Instruction —
Please copy out the records below exactly as they stand, leaving out the pictures.

● ● ● ●

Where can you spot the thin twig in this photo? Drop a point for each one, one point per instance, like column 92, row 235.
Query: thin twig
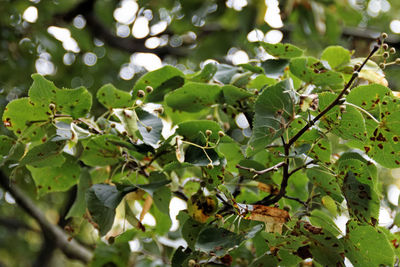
column 271, row 199
column 335, row 102
column 296, row 199
column 270, row 169
column 68, row 246
column 301, row 167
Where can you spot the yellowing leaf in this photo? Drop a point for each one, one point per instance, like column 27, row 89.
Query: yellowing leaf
column 273, row 218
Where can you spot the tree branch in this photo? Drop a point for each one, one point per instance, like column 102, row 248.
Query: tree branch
column 270, row 169
column 271, row 199
column 70, row 248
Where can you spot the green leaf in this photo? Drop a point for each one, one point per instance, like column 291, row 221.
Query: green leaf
column 161, row 198
column 56, row 179
column 206, row 74
column 322, row 150
column 74, row 102
column 336, row 56
column 129, row 120
column 6, row 143
column 310, row 70
column 282, row 50
column 101, row 201
column 99, row 151
column 78, row 209
column 275, row 68
column 111, row 255
column 162, row 81
column 266, row 260
column 368, row 97
column 43, row 155
column 198, row 157
column 260, row 82
column 217, row 240
column 321, row 219
column 367, row 246
column 359, row 189
column 233, row 94
column 225, row 73
column 180, row 255
column 111, row 97
column 325, row 181
column 27, row 125
column 193, row 97
column 274, row 110
column 351, row 125
column 190, row 231
column 156, row 181
column 150, row 127
column 325, row 248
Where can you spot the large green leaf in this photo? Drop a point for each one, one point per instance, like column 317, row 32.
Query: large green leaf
column 359, row 188
column 100, row 151
column 368, row 246
column 274, row 110
column 74, row 102
column 47, row 154
column 282, row 50
column 26, row 125
column 218, row 240
column 101, row 201
column 326, row 182
column 368, row 97
column 206, row 74
column 56, row 179
column 6, row 143
column 162, row 81
column 111, row 97
column 233, row 94
column 193, row 97
column 310, row 70
column 336, row 56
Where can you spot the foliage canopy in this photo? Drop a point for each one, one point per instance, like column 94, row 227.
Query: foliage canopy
column 265, row 156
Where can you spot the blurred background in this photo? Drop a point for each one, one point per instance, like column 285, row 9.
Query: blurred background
column 93, row 42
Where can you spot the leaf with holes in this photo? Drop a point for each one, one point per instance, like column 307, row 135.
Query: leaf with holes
column 233, row 94
column 274, row 110
column 311, row 70
column 6, row 143
column 193, row 97
column 282, row 50
column 47, row 154
column 326, row 182
column 359, row 188
column 336, row 56
column 75, row 102
column 27, row 125
column 56, row 179
column 100, row 151
column 110, row 97
column 162, row 81
column 101, row 201
column 367, row 246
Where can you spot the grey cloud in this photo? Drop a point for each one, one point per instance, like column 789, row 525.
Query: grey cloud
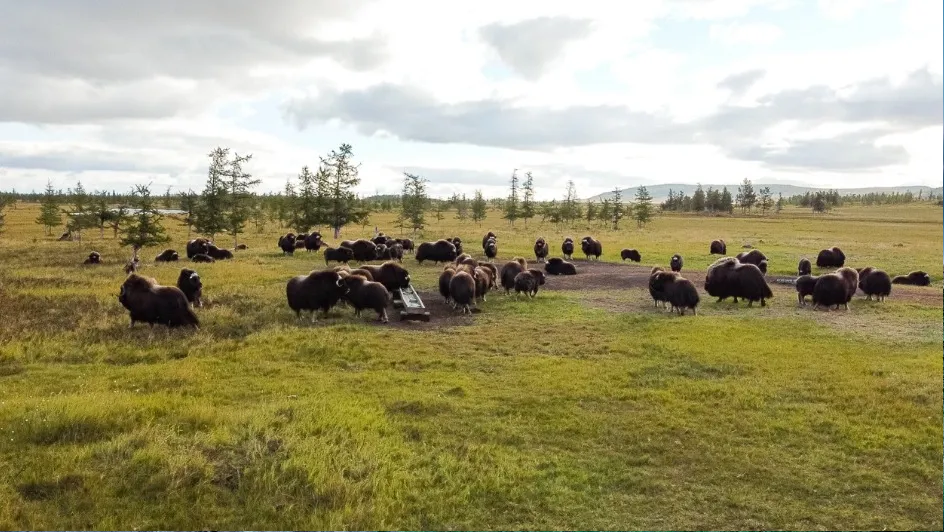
column 530, row 46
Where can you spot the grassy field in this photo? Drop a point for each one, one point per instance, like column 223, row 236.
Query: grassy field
column 582, row 409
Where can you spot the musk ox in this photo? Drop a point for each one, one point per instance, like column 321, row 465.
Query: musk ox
column 152, row 303
column 462, row 290
column 558, row 266
column 917, row 278
column 363, row 294
column 317, row 290
column 591, row 248
column 439, row 251
column 197, row 246
column 874, row 282
column 831, row 258
column 804, row 267
column 168, row 255
column 718, row 247
column 630, row 254
column 676, row 263
column 390, row 274
column 190, row 284
column 509, row 271
column 728, row 277
column 541, row 249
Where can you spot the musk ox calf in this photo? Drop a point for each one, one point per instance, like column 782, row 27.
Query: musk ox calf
column 168, row 255
column 439, row 251
column 630, row 254
column 718, row 247
column 831, row 258
column 874, row 282
column 917, row 278
column 558, row 266
column 591, row 247
column 804, row 267
column 728, row 277
column 152, row 303
column 315, row 291
column 190, row 284
column 541, row 249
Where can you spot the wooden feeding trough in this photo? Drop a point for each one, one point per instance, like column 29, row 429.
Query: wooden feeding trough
column 412, row 307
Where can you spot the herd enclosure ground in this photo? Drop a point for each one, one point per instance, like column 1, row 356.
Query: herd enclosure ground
column 585, row 408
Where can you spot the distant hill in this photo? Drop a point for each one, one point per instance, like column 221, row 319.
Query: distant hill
column 661, row 192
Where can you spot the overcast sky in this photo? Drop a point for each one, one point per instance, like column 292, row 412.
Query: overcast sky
column 838, row 93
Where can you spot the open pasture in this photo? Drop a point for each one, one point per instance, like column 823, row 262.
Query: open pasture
column 586, row 407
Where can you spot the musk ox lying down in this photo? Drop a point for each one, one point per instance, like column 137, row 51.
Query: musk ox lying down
column 874, row 282
column 831, row 258
column 152, row 303
column 917, row 278
column 558, row 266
column 728, row 277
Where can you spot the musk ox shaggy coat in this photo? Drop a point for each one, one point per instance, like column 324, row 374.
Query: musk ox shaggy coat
column 317, row 290
column 558, row 266
column 630, row 254
column 168, row 255
column 190, row 284
column 874, row 282
column 439, row 251
column 804, row 267
column 831, row 258
column 152, row 303
column 917, row 278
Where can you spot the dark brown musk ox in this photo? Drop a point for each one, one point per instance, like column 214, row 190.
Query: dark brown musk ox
column 152, row 303
column 630, row 254
column 874, row 282
column 363, row 294
column 509, row 271
column 190, row 284
column 315, row 291
column 390, row 274
column 835, row 289
column 676, row 263
column 462, row 291
column 168, row 255
column 558, row 266
column 339, row 254
column 917, row 278
column 804, row 267
column 541, row 249
column 718, row 247
column 197, row 246
column 567, row 248
column 728, row 277
column 591, row 247
column 831, row 258
column 439, row 251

● ● ● ●

Response to this task —
Where can you spot the thin twig in this photo? Drop a point for each one, one point per instance, like column 92, row 235.
Query: thin twig
column 271, row 199
column 335, row 102
column 296, row 199
column 270, row 169
column 68, row 246
column 301, row 167
Where can you spot the yellowing leaf in this photo? Drop a point for each one, one point per instance, like column 27, row 89.
Query: yellowing leaf
column 273, row 218
Where can you spot the tree branch in this photo? Drop a point for each one, one point per instance, like column 102, row 248.
Query: tree branch
column 270, row 169
column 271, row 199
column 70, row 248
Where can you spot the green leaf in this photo? Drop a point for each one, one point per instance, like column 291, row 221.
Query: green leaf
column 161, row 198
column 56, row 179
column 206, row 74
column 322, row 150
column 74, row 102
column 336, row 56
column 129, row 120
column 6, row 143
column 310, row 70
column 282, row 50
column 101, row 201
column 99, row 151
column 78, row 209
column 275, row 68
column 111, row 255
column 162, row 81
column 266, row 260
column 368, row 97
column 43, row 155
column 198, row 157
column 260, row 82
column 217, row 240
column 321, row 219
column 367, row 246
column 359, row 189
column 233, row 94
column 225, row 73
column 180, row 255
column 111, row 97
column 325, row 181
column 27, row 125
column 193, row 97
column 274, row 110
column 351, row 125
column 190, row 231
column 156, row 181
column 150, row 127
column 325, row 248
Where can you spot the large green leaf in this photo? Drop a point for each one, one point per instance, like column 317, row 32.
Query: large green leaf
column 359, row 188
column 100, row 151
column 368, row 246
column 274, row 110
column 74, row 102
column 47, row 154
column 282, row 50
column 26, row 125
column 218, row 240
column 101, row 201
column 326, row 182
column 368, row 97
column 206, row 74
column 56, row 179
column 6, row 143
column 162, row 81
column 111, row 97
column 233, row 94
column 193, row 97
column 310, row 70
column 336, row 56
Where can you spot the foliage canopy in this photo? Drop a point for each one, one point per instance, like column 94, row 227.
Query: foliage canopy
column 265, row 156
Where can you spot the blurred background in this photo? Drop a point for each one, one point per instance, like column 285, row 9.
Query: blurred background
column 93, row 42
Where can you spot the leaf with holes in this photo? Drop a point for each one, one point per instance, like column 307, row 135.
Query: leaf with holes
column 233, row 94
column 274, row 110
column 311, row 70
column 6, row 143
column 193, row 97
column 282, row 50
column 47, row 154
column 326, row 182
column 359, row 188
column 336, row 56
column 75, row 102
column 27, row 125
column 56, row 179
column 100, row 151
column 110, row 97
column 162, row 81
column 101, row 201
column 367, row 246
Where can you spot the grey cloud in this photo? Drop a point for each one, one point per instance, like column 789, row 525.
Query: grey cloud
column 530, row 46
Where can you spot the grassy field in this photo? Drop a point for each one, one point per instance, like column 223, row 236.
Query: grassy field
column 582, row 409
Where can you spot the musk ox in this photo? Drop a point for each one, one point per instance, like column 321, row 465.
Query: musk ox
column 152, row 303
column 462, row 290
column 558, row 266
column 917, row 278
column 363, row 294
column 317, row 290
column 591, row 248
column 439, row 251
column 197, row 246
column 874, row 282
column 831, row 258
column 804, row 267
column 168, row 255
column 718, row 247
column 630, row 254
column 676, row 263
column 390, row 274
column 190, row 284
column 509, row 271
column 728, row 277
column 541, row 249
Where can you spot the musk ox calf in this photo? Drop a point for each one, one point per instance, like column 782, row 27.
Query: musk ox calf
column 168, row 255
column 439, row 251
column 630, row 254
column 718, row 247
column 831, row 258
column 874, row 282
column 917, row 278
column 558, row 266
column 591, row 247
column 804, row 267
column 728, row 277
column 152, row 303
column 315, row 291
column 190, row 284
column 541, row 249
Where can you spot the wooden feeding trough in this photo? Drop a point for each one, one point per instance, like column 29, row 429.
Query: wooden feeding trough
column 412, row 307
Where can you spot the herd enclosure ground in this photo? Drop a point for each one, one point per instance, like column 1, row 356.
Query: herd enclosure ground
column 585, row 408
Where can you spot the distant hill in this photo? Drop a point for each one, one point per instance, like column 221, row 319.
Query: distant hill
column 661, row 192
Where can you spot the overcast sky in this photo? Drop a point for each one, one point per instance, like column 292, row 412.
Query: overcast sky
column 838, row 93
Where can you spot the open pasture in this photo? Drop a point for each one, one point per instance, like column 823, row 262.
Query: open pasture
column 586, row 407
Where can you spot the musk ox lying down in this photo? Drop a point for each one, one point per instance, like column 137, row 51.
Query: musk ox lying down
column 874, row 282
column 831, row 258
column 152, row 303
column 917, row 278
column 558, row 266
column 728, row 277
Where can you spot the musk ox shaggy coat in this photo? Drop a point for each one, one point per instance, like column 324, row 374.
Query: musk ox shaggy coat
column 317, row 290
column 558, row 266
column 630, row 254
column 168, row 255
column 190, row 284
column 874, row 282
column 439, row 251
column 804, row 267
column 831, row 258
column 152, row 303
column 917, row 278
Where can you spot the dark brown musk ox in this photo? Drop a point for each one, one point per instance, like column 214, row 190.
Query: dark brown musk ox
column 152, row 303
column 630, row 254
column 874, row 282
column 363, row 294
column 509, row 271
column 190, row 284
column 315, row 291
column 390, row 274
column 835, row 289
column 676, row 263
column 462, row 291
column 168, row 255
column 558, row 266
column 339, row 254
column 917, row 278
column 804, row 267
column 541, row 249
column 718, row 247
column 197, row 246
column 567, row 248
column 728, row 277
column 591, row 247
column 831, row 258
column 439, row 251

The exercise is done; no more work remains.